_STATED PROBLEM:_ Copy the lines of every record below without changing a character.
### DATASET RECORDS
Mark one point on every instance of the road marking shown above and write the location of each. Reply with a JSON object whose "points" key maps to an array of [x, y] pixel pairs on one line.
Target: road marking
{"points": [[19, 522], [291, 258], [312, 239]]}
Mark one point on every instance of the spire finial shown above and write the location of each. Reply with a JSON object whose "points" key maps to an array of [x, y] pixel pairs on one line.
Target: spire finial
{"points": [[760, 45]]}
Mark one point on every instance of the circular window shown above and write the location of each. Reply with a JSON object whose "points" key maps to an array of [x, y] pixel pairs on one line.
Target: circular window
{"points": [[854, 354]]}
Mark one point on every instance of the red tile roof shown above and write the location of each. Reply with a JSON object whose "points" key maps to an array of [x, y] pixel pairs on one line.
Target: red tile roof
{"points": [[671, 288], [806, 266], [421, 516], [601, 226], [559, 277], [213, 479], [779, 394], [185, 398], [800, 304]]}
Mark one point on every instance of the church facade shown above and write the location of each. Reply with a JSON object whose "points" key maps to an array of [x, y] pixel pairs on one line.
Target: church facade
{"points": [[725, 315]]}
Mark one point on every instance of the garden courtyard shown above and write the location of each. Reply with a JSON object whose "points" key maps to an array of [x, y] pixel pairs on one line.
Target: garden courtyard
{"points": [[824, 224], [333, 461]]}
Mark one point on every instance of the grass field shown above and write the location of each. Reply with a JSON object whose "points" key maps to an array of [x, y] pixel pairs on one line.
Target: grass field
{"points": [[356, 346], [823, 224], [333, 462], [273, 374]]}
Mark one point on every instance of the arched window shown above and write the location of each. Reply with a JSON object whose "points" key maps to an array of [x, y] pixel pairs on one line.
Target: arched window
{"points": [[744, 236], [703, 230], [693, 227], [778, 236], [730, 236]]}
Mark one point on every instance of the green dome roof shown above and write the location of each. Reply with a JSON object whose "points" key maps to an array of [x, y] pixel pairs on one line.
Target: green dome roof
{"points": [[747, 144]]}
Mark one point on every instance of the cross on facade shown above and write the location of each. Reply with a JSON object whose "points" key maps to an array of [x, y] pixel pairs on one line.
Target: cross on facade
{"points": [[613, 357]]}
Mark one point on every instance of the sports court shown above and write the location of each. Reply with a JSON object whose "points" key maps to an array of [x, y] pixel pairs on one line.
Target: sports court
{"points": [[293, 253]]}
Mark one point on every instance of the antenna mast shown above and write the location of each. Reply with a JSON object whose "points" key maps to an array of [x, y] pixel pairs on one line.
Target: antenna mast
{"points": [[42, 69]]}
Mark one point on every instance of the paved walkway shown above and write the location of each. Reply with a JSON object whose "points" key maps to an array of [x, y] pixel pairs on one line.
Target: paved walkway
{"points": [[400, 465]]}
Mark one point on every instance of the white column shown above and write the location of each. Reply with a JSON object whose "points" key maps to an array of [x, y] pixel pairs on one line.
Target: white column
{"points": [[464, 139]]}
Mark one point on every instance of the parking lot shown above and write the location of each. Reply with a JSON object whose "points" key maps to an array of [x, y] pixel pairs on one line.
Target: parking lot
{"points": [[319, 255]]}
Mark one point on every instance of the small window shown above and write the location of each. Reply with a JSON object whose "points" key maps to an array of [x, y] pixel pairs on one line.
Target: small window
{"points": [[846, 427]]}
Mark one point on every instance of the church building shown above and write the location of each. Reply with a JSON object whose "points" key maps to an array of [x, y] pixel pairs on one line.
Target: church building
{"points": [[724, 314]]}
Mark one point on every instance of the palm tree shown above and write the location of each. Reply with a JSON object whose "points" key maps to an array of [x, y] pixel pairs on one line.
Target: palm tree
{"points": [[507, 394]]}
######
_RESULT OF THE EXERCISE:_
Mark one point on every instance of the road marking shown above and write the location of each. Reply with a JSON object whose "points" key maps to an array of [x, y] pixel pairs on one line.
Target: road marking
{"points": [[19, 522], [291, 258], [312, 239]]}
Mark one point on every instance of the spire finial shown above and write the location of each. Reply with a JSON object whose "points" key maps to an array of [x, y] pixel pairs on one line.
Target: spire finial
{"points": [[760, 45]]}
Mark one point on every instance of the circular window shown above and write the location of each. Reply with a JSON object whose "points" key maps to an array of [x, y] pixel pairs on one line.
Target: circular window
{"points": [[854, 354]]}
Mark one point on every instance of the red tile roof shown above and write the location of each. Reply with a JSON object whose "points" key maps to an array of [x, y] pixel pairs on one line.
Target: red tile roof
{"points": [[671, 288], [806, 266], [421, 516], [601, 226], [559, 277], [213, 479], [779, 394], [185, 398], [800, 304]]}
Mark one point on every instance of the church facade shown above and write the location of each. Reply with a JSON object whose "points" key maps to an array of [x, y] pixel pairs on one line.
Target: church facade
{"points": [[725, 315]]}
Mark one point on every instance of the garden courtyard shown above and write the location of each. Reply with a JSON object whose "points" key maps to an array of [x, y] pixel pairs on one line.
Target: garden courtyard
{"points": [[824, 224], [333, 461]]}
Mark one point on every instance of the grass field shown above and write the location of each. Reply with a JSON object whose "points" key maps to an array of [x, y] pixel pairs on one line.
Target: grass field
{"points": [[356, 346], [823, 224], [333, 462], [273, 374]]}
Mark one point on every instance of the arched window shown above and write the location of each. Reply with a JSON object whose "points" key maps to an array of [x, y] pixel pairs on one line.
Target: arched window
{"points": [[744, 236], [703, 230], [693, 227], [778, 236], [730, 236]]}
Mark one point on every instance of the green dome roof shown above and write the location of each. Reply with a JSON object whose "points" key maps to an array of [x, y] pixel pairs on one line.
Target: green dome roof
{"points": [[747, 144]]}
Mark one point on every instance of the cross on facade shown above and write the location of each. Reply with a JSON object whose "points" key maps to an array of [x, y] pixel pairs on one line.
Target: cross on facade
{"points": [[613, 357]]}
Mark one point on every instance of the sports court shown above and write the location of each. Reply with a JSON object whose "points" key maps to an array of [x, y] pixel pairs on one line.
Target: sports court
{"points": [[293, 253]]}
Mark one point on every instance of the antenna mast shown above and write the location of each. Reply with a JSON object whose "points" key maps to an array of [x, y] pixel pairs on one line.
Target: antenna mast
{"points": [[42, 69]]}
Mark one point on every instance of the paved walkway shown above and write the location of each. Reply with a JSON object whose "points" key maps to an array of [x, y] pixel pairs on one line.
Target: paved walkway
{"points": [[400, 465]]}
Mark one point on every instance of the white column shown above and write the location of each. Reply with a JSON object whose "points" key maps to an array of [x, y] pixel pairs on one line.
Target: white column
{"points": [[464, 139]]}
Mark one point on every instance of the parking lot shown above and write the location of each. Reply with a JSON object whose "points" key maps to an array of [x, y] pixel pairs on one line.
Target: parking lot
{"points": [[319, 255]]}
Mark one point on every instance of the small window shown above and write the location of each. Reply with a JSON object whose "points" key maps to an array of [x, y] pixel pairs on one line.
Target: small window
{"points": [[846, 427]]}
Mark one point on every instance of the church building shown above and write the location of each. Reply with a JSON object whose "points" key maps to an array of [x, y] pixel pairs on one line.
Target: church building
{"points": [[724, 314]]}
Mark one point on every instance of the palm tree shown above and write the location of each. Reply with a JSON object whose "points" key maps to an array of [x, y] pixel pairs on one line.
Target: palm tree
{"points": [[507, 394]]}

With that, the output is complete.